[RECORDS SHOWN]
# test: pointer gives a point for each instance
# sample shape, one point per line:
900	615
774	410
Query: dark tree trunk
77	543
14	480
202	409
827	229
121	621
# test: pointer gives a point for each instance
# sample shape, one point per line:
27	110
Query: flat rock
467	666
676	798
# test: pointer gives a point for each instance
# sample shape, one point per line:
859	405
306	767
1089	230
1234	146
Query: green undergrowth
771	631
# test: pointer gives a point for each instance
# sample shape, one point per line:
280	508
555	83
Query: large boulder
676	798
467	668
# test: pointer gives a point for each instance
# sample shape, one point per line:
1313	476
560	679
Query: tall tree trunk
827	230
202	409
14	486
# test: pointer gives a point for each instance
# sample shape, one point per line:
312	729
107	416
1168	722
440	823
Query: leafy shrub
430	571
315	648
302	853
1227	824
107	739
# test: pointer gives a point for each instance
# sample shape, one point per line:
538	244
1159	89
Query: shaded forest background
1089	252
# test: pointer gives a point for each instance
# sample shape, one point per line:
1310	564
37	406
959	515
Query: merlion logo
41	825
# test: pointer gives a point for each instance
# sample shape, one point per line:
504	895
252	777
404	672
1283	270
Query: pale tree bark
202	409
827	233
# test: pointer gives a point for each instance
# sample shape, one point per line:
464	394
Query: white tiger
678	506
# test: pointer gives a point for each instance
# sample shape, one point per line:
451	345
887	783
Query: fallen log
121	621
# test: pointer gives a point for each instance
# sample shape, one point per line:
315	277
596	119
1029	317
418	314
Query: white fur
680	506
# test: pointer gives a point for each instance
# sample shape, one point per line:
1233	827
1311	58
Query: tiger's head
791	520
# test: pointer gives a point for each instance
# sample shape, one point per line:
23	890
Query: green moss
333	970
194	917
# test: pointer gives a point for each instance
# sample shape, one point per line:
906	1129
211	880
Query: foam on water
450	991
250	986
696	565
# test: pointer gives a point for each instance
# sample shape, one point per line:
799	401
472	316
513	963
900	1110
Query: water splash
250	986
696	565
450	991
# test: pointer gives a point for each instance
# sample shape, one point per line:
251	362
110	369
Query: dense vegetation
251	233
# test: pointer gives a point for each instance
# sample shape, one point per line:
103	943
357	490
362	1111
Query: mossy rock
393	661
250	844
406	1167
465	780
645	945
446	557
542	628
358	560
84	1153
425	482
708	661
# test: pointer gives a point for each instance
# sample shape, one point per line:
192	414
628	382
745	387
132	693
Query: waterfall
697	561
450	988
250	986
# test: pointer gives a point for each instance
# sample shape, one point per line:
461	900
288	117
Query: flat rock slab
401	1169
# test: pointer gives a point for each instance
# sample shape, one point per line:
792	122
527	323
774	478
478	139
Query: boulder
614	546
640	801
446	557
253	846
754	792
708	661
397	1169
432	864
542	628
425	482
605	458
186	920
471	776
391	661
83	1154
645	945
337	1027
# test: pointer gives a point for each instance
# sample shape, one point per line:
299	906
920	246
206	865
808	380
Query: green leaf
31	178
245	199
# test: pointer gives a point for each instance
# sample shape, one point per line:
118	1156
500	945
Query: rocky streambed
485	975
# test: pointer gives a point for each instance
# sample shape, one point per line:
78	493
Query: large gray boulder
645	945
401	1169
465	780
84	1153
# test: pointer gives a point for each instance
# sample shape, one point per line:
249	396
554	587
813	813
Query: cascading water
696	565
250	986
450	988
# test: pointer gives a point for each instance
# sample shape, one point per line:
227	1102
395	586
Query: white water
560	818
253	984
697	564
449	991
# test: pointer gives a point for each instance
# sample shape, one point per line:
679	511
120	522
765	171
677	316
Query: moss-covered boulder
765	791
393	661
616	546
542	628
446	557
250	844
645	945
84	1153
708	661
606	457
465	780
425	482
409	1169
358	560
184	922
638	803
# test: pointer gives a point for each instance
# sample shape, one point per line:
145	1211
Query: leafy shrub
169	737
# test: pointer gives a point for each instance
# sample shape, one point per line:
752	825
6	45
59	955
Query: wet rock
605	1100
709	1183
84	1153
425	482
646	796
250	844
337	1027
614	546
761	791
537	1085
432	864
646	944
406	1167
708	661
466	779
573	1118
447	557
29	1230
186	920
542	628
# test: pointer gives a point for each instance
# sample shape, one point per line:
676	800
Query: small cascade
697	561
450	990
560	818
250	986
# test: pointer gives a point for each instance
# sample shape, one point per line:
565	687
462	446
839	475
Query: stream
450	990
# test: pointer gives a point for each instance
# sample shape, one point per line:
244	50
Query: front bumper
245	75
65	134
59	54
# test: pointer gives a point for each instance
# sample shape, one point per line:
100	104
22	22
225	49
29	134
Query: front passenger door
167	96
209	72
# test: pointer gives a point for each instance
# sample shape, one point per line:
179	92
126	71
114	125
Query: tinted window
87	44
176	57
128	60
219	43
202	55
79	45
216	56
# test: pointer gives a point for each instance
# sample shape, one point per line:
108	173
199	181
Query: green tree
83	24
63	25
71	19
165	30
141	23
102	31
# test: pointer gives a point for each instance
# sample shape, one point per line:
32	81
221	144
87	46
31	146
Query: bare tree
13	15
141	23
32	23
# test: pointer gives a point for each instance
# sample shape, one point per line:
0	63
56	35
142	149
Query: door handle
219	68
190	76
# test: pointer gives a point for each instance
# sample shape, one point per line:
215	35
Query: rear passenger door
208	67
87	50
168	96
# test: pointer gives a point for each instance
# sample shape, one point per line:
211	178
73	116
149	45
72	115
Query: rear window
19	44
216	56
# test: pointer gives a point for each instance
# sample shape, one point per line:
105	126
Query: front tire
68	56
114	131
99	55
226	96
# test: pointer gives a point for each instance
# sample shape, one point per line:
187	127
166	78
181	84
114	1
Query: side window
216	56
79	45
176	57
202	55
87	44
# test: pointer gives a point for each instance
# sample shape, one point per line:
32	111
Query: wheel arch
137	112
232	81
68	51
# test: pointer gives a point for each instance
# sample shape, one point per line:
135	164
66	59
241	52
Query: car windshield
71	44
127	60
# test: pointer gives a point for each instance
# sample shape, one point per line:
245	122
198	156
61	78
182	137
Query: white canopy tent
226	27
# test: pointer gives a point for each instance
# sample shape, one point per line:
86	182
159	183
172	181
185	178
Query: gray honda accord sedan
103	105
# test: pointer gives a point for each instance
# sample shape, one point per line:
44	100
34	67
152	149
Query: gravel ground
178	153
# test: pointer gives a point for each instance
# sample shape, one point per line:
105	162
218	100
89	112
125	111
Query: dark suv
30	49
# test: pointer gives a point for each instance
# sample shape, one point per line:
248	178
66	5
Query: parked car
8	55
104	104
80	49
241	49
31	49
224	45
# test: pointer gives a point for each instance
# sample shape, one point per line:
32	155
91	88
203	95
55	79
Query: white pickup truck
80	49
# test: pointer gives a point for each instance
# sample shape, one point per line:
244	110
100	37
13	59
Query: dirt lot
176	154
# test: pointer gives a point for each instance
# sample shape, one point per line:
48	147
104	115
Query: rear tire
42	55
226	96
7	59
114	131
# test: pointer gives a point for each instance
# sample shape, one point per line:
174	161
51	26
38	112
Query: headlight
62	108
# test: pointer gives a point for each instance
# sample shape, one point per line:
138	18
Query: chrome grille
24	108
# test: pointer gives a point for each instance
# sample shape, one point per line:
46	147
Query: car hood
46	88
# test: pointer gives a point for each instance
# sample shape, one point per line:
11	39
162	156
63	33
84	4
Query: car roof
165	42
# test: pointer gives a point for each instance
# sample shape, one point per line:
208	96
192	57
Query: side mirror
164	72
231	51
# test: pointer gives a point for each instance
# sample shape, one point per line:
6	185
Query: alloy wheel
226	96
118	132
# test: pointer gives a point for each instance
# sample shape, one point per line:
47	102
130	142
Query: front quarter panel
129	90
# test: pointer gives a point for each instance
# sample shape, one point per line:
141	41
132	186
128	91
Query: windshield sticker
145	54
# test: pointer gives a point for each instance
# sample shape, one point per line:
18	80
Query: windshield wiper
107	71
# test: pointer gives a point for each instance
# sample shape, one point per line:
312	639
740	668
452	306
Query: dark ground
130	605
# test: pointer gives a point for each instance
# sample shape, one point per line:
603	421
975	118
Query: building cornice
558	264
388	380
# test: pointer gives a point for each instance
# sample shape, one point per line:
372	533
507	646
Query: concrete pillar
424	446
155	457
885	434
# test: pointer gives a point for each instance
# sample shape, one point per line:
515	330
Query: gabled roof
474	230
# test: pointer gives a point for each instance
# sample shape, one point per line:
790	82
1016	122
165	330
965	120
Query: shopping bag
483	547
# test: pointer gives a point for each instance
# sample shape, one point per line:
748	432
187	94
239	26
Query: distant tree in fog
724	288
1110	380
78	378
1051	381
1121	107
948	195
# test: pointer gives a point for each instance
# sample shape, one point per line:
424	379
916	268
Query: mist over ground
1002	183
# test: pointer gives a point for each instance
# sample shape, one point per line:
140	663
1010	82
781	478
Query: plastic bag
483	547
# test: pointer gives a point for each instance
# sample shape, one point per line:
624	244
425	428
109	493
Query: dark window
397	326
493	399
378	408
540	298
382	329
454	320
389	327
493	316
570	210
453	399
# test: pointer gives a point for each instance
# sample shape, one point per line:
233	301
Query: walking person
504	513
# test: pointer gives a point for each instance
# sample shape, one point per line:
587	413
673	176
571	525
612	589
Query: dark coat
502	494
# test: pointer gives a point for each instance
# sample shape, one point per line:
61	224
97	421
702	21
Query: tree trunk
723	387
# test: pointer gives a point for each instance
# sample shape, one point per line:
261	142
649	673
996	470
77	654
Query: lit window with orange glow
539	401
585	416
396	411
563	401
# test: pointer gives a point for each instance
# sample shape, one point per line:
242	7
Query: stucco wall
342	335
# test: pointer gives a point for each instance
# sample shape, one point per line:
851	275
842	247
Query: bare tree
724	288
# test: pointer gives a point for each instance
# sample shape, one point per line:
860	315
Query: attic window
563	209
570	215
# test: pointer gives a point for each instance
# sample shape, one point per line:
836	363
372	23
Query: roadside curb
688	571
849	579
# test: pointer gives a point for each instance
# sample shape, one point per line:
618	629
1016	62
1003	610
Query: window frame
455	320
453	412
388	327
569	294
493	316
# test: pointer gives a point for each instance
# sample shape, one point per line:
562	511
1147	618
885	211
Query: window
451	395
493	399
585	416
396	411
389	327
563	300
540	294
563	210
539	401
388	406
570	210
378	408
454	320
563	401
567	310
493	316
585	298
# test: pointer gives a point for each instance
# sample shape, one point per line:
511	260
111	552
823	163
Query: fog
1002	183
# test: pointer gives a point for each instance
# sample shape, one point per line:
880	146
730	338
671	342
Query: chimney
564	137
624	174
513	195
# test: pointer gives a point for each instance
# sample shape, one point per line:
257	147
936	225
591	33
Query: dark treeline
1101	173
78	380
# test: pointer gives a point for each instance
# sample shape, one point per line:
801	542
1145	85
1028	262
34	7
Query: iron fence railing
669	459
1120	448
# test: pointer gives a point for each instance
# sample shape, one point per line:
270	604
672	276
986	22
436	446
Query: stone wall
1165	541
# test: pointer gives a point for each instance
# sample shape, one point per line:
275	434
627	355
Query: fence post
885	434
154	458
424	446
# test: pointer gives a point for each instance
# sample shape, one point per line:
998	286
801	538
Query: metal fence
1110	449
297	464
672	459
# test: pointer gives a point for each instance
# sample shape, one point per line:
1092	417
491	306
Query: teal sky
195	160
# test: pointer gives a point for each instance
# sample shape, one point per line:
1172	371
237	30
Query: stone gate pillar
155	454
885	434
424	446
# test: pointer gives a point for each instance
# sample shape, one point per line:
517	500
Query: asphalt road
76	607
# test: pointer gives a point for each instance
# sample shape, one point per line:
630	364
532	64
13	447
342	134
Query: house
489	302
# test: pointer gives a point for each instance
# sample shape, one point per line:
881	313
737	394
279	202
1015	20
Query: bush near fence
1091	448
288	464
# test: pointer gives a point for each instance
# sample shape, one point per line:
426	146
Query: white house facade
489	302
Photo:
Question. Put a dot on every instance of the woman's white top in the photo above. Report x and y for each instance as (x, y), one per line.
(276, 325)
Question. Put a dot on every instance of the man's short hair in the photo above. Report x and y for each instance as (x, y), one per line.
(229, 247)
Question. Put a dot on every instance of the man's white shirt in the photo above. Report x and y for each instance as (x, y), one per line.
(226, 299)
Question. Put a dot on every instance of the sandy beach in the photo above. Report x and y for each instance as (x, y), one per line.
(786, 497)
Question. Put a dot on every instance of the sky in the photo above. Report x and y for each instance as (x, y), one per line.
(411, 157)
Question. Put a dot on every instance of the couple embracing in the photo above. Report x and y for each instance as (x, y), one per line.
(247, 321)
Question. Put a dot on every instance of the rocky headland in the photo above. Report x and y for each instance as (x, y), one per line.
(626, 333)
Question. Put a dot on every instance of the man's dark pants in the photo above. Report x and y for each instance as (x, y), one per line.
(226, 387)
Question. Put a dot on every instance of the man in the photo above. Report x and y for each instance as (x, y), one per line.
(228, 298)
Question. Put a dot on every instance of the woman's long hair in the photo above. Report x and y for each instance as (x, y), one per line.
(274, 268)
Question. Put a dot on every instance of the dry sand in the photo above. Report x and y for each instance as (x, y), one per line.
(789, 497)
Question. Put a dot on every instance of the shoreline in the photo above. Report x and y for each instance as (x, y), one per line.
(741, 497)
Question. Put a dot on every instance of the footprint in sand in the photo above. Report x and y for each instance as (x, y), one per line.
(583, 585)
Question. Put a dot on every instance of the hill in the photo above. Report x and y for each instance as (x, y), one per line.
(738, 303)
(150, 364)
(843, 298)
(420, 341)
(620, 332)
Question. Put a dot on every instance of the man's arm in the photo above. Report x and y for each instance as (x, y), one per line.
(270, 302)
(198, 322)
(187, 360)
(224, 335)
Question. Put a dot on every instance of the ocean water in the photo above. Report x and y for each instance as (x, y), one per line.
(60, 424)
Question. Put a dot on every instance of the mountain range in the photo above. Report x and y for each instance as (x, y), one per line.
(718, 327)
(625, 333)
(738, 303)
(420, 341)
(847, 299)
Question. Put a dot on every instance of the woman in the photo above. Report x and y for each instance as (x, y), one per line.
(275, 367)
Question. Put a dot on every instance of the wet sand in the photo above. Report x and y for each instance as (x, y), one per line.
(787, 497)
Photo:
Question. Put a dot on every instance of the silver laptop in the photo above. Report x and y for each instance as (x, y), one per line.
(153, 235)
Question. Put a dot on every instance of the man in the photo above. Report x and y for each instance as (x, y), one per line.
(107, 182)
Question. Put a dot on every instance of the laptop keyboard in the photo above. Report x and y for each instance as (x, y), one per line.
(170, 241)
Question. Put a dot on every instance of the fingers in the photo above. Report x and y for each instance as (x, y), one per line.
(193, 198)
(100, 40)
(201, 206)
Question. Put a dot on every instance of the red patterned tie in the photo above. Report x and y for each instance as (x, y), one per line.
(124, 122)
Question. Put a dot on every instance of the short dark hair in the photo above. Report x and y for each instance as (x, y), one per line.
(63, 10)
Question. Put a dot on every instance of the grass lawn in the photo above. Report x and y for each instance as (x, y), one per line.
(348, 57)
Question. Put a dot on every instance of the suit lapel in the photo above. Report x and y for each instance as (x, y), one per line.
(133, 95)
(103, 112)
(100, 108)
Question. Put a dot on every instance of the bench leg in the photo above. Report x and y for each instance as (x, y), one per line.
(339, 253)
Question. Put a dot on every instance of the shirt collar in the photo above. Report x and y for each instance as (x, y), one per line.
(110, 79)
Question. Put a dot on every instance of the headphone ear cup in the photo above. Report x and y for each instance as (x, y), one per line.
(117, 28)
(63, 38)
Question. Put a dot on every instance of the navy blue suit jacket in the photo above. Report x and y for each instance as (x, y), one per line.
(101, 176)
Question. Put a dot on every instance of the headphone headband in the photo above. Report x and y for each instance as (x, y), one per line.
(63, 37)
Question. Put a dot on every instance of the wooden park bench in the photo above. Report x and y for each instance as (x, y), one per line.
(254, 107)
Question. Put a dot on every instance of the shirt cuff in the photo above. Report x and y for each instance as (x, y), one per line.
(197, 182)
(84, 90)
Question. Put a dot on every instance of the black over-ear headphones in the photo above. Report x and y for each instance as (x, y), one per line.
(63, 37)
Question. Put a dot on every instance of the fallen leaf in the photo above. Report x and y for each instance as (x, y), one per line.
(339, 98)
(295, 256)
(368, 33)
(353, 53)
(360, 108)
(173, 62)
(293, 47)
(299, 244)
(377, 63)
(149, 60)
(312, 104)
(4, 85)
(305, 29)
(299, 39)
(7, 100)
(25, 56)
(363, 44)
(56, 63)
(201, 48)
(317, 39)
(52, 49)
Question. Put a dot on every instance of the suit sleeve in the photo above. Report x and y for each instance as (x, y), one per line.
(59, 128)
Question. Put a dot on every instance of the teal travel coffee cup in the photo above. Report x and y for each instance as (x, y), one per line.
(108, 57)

[WRITTEN REQUEST] Your output consists solely of the lines from the one with "Question. Put a dot on every instance of the fallen" through the last line, copied exactly.

[REPLY TO THE EXERCISE]
Question. Put a dot on every instance of the fallen leaf in the photo above. Report x and y for each instance as (x, y), one per line.
(339, 98)
(295, 256)
(368, 33)
(353, 53)
(360, 108)
(173, 62)
(293, 47)
(299, 244)
(377, 63)
(149, 60)
(312, 104)
(4, 85)
(305, 29)
(299, 39)
(7, 100)
(25, 56)
(363, 44)
(56, 63)
(201, 48)
(317, 39)
(52, 49)
Question. Put a dot on every instance of the suit sleeve in the photo above. Report x and y for each instance as (x, y), one per line.
(59, 128)
Question. Put a dot on every instance of the teal travel coffee cup in the photo above. Report x and y for each instance as (x, y), one per line.
(108, 57)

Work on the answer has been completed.